EXERCISE:
Arrange the lines of the records below as a numbered list, leaving out blank lines. Begin at the line that contains "Teacher note: locate the butterfly leg" and stop after the last line of the records.
_ _ _
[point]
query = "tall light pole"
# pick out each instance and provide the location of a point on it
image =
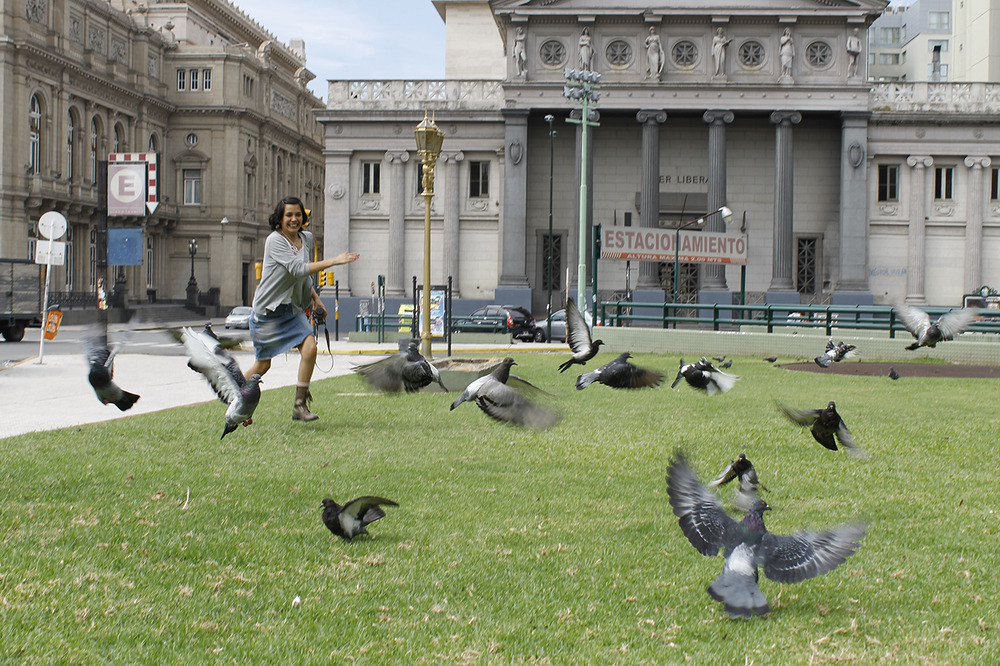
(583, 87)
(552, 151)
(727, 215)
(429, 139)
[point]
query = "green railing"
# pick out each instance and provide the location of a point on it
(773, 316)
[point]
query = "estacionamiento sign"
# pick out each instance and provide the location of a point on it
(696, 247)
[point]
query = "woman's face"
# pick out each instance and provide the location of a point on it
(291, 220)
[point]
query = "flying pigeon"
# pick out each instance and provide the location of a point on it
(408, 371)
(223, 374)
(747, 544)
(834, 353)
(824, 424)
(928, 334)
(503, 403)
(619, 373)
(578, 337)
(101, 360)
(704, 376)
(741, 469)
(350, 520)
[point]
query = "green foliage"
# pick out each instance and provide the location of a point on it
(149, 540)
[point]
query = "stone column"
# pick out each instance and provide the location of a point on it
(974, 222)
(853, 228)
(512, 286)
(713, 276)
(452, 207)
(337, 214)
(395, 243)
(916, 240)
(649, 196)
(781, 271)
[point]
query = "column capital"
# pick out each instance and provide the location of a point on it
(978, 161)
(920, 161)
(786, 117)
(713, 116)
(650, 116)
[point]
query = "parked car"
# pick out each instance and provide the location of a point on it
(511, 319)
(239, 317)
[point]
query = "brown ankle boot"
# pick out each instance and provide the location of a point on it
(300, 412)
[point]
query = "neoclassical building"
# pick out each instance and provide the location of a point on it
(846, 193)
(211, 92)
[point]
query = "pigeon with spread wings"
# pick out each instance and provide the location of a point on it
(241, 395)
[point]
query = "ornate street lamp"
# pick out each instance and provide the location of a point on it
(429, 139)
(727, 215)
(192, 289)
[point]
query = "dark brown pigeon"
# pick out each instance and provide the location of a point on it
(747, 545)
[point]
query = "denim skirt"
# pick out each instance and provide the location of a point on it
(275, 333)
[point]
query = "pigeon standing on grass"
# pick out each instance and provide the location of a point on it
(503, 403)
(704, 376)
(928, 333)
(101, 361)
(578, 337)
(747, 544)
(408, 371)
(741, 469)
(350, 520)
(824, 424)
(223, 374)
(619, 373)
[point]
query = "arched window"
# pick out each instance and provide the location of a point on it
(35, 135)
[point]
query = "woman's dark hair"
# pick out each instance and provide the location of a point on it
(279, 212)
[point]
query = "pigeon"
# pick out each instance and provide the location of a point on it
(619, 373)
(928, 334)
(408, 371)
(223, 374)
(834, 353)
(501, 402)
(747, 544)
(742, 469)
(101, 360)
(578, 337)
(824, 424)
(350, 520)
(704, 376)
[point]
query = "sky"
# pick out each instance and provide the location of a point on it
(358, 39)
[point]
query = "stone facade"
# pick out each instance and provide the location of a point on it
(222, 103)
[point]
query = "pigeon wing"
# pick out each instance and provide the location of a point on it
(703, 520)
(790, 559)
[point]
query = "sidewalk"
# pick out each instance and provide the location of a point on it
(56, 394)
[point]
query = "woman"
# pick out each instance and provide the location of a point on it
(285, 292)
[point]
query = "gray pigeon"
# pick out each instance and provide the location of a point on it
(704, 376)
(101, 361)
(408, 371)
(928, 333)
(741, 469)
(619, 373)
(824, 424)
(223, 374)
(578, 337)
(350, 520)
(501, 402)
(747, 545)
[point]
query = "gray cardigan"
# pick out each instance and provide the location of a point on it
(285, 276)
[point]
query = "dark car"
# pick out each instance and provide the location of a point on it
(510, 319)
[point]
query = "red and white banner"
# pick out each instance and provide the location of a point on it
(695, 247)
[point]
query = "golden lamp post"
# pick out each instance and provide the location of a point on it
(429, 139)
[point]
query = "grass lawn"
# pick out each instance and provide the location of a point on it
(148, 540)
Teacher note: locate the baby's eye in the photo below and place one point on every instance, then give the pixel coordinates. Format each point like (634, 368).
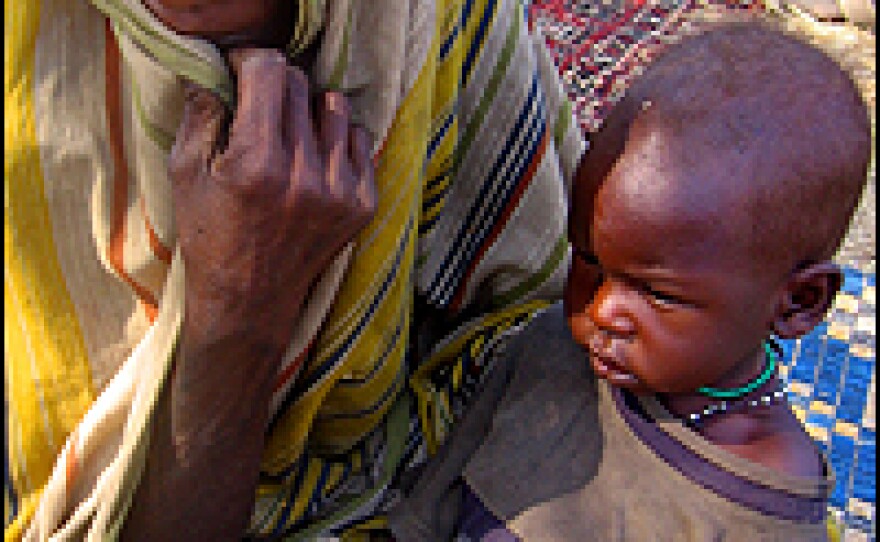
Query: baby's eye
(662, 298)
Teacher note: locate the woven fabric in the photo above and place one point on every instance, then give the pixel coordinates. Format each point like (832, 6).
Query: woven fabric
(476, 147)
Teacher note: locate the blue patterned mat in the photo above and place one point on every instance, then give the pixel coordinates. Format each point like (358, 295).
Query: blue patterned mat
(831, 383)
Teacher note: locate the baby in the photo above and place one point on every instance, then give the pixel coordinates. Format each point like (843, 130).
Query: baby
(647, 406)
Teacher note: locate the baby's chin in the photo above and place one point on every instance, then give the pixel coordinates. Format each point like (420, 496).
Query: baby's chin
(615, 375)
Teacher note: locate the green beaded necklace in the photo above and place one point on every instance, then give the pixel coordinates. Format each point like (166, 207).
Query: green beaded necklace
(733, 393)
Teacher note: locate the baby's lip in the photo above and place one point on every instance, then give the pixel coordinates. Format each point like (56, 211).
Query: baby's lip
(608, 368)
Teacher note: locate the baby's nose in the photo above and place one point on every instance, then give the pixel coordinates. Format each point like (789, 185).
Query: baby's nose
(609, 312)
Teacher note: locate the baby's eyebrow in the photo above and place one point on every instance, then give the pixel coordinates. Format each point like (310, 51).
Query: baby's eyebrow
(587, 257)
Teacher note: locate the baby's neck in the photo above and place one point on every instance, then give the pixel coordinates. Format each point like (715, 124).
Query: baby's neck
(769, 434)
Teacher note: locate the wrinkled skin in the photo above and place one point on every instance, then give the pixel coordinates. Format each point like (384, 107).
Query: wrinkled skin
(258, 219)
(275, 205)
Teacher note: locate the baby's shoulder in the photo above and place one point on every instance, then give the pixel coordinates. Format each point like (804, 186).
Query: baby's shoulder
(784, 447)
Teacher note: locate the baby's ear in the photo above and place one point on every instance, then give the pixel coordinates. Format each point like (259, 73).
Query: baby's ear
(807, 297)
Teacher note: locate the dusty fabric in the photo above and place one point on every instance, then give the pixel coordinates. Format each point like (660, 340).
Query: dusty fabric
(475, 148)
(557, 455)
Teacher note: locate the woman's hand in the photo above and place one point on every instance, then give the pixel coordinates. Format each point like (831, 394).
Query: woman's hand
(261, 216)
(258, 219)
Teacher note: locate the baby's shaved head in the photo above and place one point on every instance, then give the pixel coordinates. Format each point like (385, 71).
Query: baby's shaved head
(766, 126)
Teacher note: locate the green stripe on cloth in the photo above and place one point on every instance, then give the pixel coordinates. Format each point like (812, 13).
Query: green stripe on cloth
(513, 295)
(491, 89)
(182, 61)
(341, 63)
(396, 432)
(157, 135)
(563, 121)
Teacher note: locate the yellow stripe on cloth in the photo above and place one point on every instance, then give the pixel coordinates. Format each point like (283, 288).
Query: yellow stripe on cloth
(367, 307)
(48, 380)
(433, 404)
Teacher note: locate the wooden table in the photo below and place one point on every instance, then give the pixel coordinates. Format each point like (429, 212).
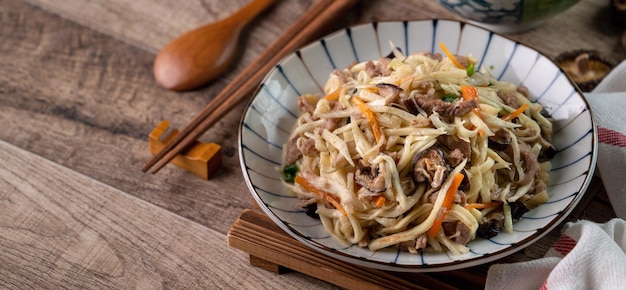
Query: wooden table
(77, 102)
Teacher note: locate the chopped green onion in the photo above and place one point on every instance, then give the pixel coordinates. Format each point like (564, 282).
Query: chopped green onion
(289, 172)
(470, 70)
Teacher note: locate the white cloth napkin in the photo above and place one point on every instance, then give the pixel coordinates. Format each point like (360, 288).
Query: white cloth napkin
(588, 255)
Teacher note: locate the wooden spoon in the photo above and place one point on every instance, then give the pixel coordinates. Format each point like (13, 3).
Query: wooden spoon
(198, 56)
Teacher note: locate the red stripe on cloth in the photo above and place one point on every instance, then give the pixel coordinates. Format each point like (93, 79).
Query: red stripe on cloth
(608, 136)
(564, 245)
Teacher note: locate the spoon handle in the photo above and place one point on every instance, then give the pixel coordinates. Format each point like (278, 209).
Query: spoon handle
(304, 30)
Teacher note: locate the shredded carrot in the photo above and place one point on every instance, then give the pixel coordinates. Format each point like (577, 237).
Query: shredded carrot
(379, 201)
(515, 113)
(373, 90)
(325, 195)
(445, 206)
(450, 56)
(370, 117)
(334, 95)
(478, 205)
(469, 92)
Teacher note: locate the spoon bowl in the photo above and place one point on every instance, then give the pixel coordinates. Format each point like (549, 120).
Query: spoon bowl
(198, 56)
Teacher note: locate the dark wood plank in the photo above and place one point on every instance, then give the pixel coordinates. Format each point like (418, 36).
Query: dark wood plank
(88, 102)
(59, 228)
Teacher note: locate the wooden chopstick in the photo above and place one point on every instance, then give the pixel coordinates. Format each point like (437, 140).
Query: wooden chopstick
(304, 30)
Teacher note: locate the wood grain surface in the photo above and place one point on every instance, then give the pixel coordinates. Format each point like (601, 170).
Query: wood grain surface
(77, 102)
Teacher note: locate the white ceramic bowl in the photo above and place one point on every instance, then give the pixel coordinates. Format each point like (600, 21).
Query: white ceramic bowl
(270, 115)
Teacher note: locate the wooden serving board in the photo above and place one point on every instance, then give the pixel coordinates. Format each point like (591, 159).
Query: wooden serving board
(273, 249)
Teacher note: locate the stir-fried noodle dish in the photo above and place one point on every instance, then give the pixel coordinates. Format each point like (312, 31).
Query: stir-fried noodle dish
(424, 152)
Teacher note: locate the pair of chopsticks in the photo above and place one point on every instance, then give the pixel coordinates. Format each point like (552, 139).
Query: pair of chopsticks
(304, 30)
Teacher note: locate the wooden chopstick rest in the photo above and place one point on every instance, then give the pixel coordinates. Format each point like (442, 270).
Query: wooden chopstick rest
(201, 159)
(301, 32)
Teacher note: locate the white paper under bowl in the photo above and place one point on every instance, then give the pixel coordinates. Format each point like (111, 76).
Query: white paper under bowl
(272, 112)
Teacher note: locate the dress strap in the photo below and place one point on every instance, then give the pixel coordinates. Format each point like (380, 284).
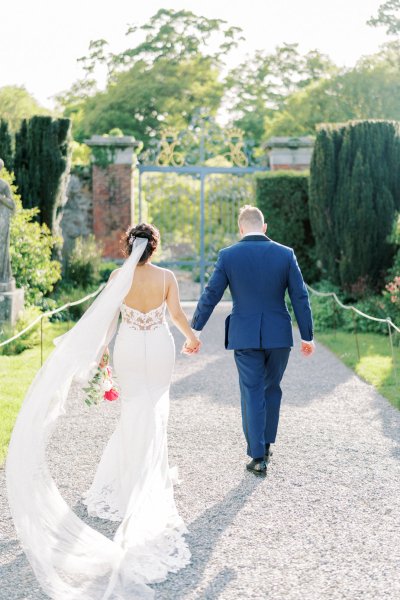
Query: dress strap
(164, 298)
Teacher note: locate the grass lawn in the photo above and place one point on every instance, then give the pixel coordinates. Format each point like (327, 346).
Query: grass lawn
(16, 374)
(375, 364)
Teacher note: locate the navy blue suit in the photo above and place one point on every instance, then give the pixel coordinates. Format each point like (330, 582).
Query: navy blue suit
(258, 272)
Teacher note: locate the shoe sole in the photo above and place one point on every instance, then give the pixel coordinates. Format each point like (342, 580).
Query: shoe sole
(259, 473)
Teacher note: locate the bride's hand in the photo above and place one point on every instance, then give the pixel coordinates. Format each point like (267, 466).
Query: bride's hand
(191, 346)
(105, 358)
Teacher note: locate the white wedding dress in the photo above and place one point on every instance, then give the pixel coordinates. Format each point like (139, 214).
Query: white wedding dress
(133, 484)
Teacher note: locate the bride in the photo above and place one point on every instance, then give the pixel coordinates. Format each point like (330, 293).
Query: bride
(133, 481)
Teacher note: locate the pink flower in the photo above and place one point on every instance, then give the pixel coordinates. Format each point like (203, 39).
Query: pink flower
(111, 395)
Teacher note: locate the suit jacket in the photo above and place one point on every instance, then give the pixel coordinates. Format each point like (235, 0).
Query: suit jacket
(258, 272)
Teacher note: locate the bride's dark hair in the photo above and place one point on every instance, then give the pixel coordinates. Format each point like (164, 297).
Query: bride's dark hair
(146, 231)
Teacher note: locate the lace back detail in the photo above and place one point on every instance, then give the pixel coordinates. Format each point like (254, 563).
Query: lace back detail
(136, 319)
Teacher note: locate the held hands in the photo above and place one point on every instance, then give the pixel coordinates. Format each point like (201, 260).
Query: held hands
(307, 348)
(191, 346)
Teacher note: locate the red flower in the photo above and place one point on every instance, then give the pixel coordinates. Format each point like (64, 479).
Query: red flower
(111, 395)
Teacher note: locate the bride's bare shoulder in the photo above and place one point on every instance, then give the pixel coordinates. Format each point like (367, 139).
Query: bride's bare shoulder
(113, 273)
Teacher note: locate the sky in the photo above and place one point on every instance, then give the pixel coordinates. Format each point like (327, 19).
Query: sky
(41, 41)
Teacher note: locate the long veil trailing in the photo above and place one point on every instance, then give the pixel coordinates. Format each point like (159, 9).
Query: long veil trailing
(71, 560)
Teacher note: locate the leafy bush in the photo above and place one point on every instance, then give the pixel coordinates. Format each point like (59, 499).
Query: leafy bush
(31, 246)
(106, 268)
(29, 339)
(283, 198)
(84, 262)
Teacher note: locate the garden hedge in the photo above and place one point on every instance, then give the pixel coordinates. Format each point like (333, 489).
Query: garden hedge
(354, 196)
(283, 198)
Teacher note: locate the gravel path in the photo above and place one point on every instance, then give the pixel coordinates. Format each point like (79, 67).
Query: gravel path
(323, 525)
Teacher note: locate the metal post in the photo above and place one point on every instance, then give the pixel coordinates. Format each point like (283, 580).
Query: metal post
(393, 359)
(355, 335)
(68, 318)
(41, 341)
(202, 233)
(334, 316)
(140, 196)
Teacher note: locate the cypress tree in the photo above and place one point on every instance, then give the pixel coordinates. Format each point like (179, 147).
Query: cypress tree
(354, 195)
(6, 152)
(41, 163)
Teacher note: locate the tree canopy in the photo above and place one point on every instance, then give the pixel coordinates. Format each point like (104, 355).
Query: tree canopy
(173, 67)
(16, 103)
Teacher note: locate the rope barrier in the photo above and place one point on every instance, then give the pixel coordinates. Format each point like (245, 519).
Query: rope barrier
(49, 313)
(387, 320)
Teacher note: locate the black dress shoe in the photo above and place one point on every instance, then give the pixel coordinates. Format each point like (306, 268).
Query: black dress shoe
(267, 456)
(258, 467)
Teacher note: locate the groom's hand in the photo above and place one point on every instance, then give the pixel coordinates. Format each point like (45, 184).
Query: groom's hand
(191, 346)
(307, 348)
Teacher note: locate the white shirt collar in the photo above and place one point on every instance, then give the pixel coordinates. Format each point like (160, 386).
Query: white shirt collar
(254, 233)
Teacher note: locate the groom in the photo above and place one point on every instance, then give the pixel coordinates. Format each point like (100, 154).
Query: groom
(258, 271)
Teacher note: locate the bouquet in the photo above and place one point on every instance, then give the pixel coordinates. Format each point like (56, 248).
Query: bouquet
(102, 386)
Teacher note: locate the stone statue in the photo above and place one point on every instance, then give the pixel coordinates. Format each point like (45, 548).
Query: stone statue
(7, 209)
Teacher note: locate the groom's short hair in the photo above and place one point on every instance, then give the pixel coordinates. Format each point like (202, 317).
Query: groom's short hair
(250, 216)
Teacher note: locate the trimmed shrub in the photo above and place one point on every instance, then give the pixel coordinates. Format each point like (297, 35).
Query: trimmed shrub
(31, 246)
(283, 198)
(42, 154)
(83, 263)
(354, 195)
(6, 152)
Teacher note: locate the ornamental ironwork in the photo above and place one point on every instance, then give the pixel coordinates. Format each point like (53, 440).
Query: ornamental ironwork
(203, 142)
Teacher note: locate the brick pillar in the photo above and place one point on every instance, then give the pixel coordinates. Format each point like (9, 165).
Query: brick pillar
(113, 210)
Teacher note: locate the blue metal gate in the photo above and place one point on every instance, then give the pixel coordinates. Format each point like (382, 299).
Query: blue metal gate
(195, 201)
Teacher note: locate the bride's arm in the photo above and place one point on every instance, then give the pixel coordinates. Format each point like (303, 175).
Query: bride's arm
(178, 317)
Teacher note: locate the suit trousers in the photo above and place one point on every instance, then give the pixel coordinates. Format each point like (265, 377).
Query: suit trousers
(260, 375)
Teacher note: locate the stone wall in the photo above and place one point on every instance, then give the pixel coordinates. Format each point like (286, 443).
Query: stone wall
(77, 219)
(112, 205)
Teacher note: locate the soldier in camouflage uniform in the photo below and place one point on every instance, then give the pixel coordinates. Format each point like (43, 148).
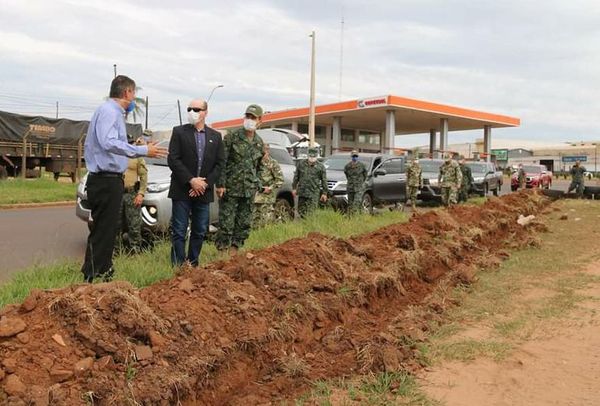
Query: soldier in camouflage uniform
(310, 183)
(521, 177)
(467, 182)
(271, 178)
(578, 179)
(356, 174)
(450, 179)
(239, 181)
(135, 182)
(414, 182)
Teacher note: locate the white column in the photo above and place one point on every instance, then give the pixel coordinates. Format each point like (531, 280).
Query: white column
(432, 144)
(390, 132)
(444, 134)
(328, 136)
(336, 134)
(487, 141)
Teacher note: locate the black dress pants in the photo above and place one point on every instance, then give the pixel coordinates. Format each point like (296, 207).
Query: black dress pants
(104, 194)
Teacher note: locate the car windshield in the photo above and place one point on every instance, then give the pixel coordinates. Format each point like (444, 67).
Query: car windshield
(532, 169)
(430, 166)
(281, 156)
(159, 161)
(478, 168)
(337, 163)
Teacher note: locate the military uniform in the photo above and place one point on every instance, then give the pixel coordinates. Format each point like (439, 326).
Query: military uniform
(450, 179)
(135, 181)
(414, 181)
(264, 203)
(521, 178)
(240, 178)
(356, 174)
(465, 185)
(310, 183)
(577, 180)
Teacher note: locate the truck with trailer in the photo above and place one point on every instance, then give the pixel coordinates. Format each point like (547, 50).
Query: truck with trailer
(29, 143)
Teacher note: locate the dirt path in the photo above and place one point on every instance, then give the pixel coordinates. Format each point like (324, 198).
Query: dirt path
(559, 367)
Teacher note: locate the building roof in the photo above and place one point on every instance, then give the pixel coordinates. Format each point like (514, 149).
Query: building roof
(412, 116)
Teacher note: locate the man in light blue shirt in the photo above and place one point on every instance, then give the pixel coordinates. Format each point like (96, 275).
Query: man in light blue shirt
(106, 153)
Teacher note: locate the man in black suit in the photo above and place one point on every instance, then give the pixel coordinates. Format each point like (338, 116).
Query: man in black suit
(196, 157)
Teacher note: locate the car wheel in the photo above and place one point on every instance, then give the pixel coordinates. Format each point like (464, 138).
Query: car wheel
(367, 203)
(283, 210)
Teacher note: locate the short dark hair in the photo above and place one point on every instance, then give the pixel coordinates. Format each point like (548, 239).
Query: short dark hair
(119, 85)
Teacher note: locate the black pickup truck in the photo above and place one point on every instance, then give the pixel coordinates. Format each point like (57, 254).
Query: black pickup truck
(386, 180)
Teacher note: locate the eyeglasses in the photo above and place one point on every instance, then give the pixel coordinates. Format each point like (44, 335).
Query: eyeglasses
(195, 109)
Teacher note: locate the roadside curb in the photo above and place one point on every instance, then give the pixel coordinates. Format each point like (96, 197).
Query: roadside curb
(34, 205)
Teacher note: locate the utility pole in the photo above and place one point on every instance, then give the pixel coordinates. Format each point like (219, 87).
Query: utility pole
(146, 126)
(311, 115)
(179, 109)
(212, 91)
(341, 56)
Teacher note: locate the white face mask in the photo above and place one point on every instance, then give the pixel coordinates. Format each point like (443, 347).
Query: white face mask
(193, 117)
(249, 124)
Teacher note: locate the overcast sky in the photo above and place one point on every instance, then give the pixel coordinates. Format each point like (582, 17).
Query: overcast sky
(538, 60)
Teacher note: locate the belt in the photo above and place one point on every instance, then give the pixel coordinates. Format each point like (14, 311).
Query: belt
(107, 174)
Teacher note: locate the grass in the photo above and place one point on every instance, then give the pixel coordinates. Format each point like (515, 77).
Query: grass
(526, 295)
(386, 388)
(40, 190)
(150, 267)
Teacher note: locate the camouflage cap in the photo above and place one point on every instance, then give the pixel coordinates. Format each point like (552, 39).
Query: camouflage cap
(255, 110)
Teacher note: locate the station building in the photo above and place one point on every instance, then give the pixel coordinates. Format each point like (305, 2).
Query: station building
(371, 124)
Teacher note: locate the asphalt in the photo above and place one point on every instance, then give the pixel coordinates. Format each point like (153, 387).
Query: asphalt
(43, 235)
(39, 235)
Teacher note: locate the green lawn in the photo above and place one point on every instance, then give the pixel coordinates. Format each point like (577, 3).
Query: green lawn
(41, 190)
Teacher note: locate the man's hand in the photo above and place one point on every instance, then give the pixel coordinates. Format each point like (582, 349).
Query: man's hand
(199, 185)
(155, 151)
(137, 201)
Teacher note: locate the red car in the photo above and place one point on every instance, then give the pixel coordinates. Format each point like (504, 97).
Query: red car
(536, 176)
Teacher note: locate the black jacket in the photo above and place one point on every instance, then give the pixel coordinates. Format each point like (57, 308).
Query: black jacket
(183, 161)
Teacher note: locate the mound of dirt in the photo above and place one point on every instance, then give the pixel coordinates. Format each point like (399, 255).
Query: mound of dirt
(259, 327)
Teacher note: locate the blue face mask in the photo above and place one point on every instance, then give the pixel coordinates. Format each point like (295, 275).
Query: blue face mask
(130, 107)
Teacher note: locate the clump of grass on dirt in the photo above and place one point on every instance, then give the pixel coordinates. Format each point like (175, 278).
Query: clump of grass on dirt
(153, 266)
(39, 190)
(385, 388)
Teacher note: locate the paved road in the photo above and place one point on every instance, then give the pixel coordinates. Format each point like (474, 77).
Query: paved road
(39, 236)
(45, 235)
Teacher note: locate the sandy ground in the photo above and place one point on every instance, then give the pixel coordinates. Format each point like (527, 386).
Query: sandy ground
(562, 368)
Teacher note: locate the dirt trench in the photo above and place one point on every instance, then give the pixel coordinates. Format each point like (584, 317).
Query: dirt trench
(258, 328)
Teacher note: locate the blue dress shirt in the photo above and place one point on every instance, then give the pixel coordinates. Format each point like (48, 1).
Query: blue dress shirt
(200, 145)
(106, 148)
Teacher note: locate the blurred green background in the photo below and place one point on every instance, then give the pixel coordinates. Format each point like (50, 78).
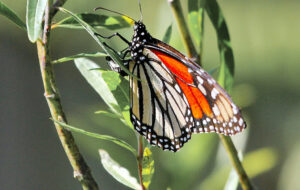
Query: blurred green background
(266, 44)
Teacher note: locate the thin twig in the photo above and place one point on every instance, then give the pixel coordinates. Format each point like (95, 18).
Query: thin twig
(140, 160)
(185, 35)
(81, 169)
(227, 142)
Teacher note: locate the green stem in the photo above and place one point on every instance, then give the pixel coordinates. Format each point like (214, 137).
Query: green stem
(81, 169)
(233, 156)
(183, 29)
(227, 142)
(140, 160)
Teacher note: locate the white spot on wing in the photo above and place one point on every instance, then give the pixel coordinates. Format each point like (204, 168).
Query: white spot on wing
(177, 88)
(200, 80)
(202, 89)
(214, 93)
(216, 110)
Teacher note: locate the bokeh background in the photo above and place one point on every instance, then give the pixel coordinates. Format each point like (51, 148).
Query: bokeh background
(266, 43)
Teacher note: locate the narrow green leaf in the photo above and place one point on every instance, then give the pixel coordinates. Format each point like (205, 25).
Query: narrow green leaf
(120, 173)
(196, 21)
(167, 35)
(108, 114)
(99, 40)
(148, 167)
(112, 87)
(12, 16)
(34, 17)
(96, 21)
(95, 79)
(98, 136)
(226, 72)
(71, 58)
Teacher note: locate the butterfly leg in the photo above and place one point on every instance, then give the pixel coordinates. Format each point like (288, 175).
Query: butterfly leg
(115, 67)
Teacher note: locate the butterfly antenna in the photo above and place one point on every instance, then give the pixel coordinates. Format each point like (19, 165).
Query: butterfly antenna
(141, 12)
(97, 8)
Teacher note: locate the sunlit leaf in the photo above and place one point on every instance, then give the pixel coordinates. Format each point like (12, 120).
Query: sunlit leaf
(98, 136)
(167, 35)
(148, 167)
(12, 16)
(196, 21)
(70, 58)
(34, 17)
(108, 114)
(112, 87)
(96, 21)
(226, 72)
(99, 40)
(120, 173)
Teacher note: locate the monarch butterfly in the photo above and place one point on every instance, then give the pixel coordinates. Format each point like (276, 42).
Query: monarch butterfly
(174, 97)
_ _ _
SOLUTION TO THE PROBLEM:
1. Teacher note: locate the butterfly leg in the photo above and place one point on every instance, then give the pixel coordinates. Format each point like (288, 175).
2. Query: butterfly leg
3. (115, 67)
4. Teacher note: locate the butterfly antenna in the photo above and place one point on every instance, then give the pixel coordinates. Format each point like (19, 165).
5. Query: butterfly antenna
6. (141, 12)
7. (97, 8)
8. Teacher note: locate the sunlit leaf in the photo above and place one point on every instance, then give the pixel coordinates. Format each point like (12, 120).
9. Query: sunlit leaf
10. (98, 136)
11. (167, 35)
12. (148, 167)
13. (12, 16)
14. (196, 21)
15. (70, 58)
16. (34, 17)
17. (108, 114)
18. (112, 87)
19. (96, 21)
20. (226, 72)
21. (99, 40)
22. (120, 173)
23. Teacher note: locate the monarch butterfly in the photo above and place one point on every instance, then give the pixel coordinates. Format each point like (276, 42).
24. Query: monarch butterfly
25. (174, 97)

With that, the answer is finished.